══ Information shown ══

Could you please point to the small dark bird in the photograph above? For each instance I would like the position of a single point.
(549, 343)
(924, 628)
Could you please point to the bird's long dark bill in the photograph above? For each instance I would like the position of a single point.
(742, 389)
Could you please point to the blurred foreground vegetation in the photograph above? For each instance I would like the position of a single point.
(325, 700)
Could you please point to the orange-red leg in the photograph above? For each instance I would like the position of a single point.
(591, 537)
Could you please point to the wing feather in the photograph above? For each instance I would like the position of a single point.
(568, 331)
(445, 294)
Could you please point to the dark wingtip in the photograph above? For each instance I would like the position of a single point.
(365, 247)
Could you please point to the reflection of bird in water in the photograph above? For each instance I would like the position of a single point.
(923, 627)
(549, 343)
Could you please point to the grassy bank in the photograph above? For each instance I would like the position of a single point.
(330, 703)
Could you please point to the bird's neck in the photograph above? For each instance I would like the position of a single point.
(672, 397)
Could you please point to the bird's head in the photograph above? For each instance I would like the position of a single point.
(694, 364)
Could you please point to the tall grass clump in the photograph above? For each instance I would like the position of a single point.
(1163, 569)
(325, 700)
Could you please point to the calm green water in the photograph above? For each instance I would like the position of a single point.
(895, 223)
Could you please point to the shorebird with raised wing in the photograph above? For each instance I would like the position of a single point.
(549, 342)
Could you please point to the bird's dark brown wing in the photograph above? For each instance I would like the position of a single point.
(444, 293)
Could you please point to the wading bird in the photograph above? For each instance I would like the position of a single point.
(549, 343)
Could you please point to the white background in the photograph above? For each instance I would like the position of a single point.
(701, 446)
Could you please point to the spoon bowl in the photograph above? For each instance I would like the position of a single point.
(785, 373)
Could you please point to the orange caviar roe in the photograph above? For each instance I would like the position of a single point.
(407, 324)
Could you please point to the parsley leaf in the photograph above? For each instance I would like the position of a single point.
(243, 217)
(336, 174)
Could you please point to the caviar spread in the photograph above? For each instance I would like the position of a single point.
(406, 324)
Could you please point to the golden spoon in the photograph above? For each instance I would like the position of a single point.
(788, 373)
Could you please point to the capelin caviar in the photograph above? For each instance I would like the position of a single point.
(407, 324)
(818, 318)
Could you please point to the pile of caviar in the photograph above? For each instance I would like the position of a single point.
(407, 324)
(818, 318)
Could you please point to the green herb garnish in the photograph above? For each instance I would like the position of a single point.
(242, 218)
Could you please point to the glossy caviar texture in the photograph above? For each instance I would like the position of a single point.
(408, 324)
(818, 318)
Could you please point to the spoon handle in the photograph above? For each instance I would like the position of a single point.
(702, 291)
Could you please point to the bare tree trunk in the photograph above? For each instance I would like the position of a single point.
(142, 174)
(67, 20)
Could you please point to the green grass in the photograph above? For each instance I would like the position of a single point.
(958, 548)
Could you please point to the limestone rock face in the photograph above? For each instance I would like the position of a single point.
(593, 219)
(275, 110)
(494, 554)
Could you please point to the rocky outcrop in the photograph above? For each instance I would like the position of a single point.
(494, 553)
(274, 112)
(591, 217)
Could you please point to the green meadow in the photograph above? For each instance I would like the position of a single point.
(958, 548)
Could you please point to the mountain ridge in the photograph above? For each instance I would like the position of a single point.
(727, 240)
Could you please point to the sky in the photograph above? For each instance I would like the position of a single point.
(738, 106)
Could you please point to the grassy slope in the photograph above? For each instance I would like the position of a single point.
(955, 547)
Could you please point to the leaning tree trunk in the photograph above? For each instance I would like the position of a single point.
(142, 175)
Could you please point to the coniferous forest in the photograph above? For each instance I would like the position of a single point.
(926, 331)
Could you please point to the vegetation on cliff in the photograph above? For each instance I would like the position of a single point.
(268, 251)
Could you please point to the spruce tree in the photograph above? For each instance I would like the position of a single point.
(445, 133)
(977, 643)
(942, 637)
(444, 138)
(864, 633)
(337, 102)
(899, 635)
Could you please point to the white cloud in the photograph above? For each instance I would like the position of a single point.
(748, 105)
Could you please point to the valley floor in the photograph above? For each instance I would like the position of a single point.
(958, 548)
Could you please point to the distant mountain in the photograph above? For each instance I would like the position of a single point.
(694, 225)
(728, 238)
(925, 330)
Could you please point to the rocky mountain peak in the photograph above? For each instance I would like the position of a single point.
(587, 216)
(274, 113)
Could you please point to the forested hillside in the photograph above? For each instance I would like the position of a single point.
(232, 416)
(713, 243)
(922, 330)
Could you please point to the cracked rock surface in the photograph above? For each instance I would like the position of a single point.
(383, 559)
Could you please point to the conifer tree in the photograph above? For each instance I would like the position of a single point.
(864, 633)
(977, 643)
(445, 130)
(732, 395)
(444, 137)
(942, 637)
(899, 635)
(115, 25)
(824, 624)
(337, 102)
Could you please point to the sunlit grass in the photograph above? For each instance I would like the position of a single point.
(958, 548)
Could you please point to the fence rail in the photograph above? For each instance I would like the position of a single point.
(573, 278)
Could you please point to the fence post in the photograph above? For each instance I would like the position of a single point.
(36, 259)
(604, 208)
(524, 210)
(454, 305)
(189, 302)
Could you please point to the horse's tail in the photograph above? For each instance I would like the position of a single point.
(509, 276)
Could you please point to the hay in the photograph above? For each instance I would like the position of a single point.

═══

Write out, please, only the lines from the one with "Could you please point to the horse's" through the last line above, both included and unchanged.

**Reply:**
Could you please point to the horse's tail in the photograph above? For each instance I would like the position of a single point.
(509, 276)
Could you please point to the hay in the photograph above? For each instance I would like the position of a single point.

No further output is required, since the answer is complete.